▶ WORK TASK: From the line with "box: [167, 3, 185, 13]" through the line with "box: [0, 84, 41, 119]", repeat the entries verbatim, both end lines included, and add nothing.

▶ Dataset entries:

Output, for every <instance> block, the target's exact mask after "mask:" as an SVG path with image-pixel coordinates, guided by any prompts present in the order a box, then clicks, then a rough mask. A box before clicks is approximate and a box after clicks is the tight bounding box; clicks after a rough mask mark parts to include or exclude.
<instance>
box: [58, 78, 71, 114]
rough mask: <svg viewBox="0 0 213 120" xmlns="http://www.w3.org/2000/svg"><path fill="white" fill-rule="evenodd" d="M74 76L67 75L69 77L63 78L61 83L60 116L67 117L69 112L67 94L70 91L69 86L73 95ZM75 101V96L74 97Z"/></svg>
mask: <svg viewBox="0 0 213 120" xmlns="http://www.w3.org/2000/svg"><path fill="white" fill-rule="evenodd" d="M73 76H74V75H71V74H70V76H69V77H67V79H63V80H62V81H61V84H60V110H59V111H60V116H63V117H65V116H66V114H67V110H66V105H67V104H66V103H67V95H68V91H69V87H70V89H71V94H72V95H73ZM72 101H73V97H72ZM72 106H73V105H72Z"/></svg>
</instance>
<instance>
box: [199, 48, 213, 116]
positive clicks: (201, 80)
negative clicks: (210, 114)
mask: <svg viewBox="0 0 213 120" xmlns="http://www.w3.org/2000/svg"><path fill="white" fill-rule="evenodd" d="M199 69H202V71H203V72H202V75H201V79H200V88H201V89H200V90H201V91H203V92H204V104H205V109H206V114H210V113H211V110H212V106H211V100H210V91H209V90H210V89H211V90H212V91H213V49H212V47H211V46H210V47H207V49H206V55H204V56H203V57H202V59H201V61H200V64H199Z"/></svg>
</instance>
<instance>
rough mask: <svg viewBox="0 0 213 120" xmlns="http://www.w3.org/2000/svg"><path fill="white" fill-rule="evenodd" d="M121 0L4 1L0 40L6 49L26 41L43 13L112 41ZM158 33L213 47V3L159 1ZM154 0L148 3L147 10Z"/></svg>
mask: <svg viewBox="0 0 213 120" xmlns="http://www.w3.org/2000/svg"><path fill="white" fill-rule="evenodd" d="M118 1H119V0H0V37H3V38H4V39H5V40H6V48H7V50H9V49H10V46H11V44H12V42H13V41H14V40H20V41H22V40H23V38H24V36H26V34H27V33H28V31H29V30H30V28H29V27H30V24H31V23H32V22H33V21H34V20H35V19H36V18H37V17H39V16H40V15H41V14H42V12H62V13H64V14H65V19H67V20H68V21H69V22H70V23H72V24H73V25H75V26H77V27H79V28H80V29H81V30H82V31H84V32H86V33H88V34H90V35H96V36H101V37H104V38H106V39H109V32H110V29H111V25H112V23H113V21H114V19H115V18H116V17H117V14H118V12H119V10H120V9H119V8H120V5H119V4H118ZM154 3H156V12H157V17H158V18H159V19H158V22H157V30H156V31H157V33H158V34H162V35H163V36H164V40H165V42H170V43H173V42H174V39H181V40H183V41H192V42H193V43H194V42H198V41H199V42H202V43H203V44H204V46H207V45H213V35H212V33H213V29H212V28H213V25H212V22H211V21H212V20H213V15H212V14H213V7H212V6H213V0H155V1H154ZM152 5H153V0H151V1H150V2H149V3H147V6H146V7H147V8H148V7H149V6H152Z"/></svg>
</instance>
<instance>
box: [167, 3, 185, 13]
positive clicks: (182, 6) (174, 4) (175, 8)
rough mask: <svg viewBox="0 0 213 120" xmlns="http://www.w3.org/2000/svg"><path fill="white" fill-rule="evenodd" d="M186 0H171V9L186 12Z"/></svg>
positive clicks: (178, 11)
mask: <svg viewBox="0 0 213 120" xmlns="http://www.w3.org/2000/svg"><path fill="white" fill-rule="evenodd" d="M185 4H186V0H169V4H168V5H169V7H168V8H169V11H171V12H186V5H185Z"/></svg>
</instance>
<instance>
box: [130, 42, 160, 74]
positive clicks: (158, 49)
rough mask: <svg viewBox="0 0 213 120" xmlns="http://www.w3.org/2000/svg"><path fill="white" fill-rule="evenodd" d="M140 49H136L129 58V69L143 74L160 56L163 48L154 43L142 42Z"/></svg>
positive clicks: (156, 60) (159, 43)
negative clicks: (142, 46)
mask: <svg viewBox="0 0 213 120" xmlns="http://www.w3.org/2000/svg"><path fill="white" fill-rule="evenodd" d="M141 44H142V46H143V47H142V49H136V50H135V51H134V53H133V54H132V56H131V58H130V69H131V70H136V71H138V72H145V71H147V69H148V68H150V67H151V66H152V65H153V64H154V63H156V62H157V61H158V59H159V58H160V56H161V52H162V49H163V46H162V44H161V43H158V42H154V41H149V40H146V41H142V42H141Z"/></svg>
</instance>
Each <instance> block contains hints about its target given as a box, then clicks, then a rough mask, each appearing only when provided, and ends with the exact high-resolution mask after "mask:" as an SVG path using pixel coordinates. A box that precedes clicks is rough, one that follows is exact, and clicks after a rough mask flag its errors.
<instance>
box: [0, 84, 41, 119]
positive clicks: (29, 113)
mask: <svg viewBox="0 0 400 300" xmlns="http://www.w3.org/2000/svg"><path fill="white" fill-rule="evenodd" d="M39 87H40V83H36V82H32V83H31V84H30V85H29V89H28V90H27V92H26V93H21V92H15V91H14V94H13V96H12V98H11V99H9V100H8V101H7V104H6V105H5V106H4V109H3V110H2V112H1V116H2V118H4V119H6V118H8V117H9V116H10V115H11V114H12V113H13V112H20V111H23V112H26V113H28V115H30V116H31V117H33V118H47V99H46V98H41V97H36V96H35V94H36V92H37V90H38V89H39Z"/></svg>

...

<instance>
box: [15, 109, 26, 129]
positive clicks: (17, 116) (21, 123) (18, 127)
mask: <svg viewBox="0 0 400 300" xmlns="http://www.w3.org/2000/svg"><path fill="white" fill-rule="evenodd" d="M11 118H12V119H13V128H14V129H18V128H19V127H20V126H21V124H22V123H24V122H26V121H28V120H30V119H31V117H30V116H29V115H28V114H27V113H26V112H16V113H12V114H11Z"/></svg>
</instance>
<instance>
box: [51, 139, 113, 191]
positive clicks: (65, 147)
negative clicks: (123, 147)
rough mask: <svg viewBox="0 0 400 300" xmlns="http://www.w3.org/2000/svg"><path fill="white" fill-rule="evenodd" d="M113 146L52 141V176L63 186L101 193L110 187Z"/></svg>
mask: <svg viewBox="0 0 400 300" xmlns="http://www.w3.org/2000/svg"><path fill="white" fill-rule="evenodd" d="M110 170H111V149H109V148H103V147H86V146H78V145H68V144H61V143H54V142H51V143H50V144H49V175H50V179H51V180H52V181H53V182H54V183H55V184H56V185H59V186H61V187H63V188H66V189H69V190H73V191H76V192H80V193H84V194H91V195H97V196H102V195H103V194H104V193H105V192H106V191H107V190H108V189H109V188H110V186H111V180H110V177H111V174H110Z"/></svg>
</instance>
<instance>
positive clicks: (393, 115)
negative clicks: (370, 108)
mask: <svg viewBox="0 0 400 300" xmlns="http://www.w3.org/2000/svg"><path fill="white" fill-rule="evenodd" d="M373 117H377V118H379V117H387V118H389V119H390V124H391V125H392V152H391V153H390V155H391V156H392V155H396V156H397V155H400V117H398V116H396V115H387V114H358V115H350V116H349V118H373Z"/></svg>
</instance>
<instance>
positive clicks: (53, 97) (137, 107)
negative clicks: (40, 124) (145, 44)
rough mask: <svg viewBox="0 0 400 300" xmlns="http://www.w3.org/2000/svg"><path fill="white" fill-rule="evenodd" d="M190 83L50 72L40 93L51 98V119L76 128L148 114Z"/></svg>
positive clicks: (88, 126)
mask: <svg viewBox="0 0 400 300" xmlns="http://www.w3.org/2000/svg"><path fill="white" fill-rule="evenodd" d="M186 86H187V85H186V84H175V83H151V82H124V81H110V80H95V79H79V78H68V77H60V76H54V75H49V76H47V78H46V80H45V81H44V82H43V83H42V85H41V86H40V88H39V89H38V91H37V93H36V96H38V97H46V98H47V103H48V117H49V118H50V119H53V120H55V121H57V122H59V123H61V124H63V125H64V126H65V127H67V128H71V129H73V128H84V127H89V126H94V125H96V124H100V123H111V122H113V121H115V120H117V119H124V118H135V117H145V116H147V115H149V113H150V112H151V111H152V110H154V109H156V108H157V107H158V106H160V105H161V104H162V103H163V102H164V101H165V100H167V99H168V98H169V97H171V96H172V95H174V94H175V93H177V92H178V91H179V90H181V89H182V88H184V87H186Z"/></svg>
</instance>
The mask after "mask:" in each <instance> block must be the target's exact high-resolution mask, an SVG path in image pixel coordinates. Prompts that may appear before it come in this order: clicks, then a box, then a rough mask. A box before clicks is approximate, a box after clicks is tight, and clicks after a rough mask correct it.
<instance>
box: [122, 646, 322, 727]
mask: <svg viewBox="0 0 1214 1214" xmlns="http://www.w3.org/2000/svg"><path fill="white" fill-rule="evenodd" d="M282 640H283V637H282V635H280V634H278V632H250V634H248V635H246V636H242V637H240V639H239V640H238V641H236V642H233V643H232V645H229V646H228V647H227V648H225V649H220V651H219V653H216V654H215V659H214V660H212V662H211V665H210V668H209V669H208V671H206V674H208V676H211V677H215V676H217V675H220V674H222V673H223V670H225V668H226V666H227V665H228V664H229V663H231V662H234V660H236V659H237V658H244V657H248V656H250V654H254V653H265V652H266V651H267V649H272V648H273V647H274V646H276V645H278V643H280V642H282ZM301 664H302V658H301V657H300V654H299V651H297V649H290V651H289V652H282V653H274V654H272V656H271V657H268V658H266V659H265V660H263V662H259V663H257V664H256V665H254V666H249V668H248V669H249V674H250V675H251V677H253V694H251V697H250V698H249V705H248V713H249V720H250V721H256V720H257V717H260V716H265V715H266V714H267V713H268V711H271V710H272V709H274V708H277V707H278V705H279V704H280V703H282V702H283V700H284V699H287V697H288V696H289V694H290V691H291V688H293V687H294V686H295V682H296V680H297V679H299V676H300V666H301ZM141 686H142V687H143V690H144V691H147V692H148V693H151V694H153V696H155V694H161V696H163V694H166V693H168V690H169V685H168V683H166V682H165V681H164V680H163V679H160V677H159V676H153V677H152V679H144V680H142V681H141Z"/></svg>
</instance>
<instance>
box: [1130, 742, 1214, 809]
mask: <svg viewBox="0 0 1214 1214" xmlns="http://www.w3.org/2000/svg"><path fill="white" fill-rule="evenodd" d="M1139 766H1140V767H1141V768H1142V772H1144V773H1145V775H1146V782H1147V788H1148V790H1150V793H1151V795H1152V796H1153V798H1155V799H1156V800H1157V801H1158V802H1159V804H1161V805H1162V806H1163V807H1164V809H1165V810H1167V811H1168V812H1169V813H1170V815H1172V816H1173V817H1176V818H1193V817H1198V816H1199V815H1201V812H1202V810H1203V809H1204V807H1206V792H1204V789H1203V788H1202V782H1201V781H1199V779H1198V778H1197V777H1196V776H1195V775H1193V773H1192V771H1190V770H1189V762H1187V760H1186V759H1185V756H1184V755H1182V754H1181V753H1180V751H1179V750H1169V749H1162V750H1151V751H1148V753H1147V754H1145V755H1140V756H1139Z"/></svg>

▶ RESPONSE AREA:
box: [167, 3, 185, 13]
positive clicks: (182, 6) (174, 4) (175, 8)
rough mask: <svg viewBox="0 0 213 120" xmlns="http://www.w3.org/2000/svg"><path fill="white" fill-rule="evenodd" d="M186 0H171V9L186 12Z"/></svg>
positive clicks: (178, 11)
mask: <svg viewBox="0 0 213 120" xmlns="http://www.w3.org/2000/svg"><path fill="white" fill-rule="evenodd" d="M185 4H186V0H169V4H168V5H169V7H168V8H169V11H171V12H186V5H185Z"/></svg>
</instance>
<instance>
box: [130, 42, 160, 74]
positive clicks: (158, 49)
rough mask: <svg viewBox="0 0 213 120" xmlns="http://www.w3.org/2000/svg"><path fill="white" fill-rule="evenodd" d="M140 49H136L129 58V69L143 74L160 56L163 48L154 43L142 42Z"/></svg>
positive clicks: (156, 60) (159, 43)
negative clicks: (142, 46)
mask: <svg viewBox="0 0 213 120" xmlns="http://www.w3.org/2000/svg"><path fill="white" fill-rule="evenodd" d="M141 44H142V46H143V47H142V49H136V50H135V51H134V53H133V54H132V56H131V58H130V69H131V70H136V71H138V72H145V71H147V69H148V68H150V67H151V66H152V65H153V64H154V63H156V62H157V61H158V59H159V58H160V56H161V52H162V49H163V46H162V44H161V43H158V42H154V41H149V40H146V41H142V42H141Z"/></svg>
</instance>
Each <instance> block contains hints about its target given as a box, then clicks, then a rough mask, each appearing only when provided, and ends with the exact high-resolution mask after "mask:" as an SVG path using pixel coordinates. A box that precedes clicks is rough, one that follows is exact, and clicks after a rough mask flag its errors.
<instance>
box: [0, 84, 41, 119]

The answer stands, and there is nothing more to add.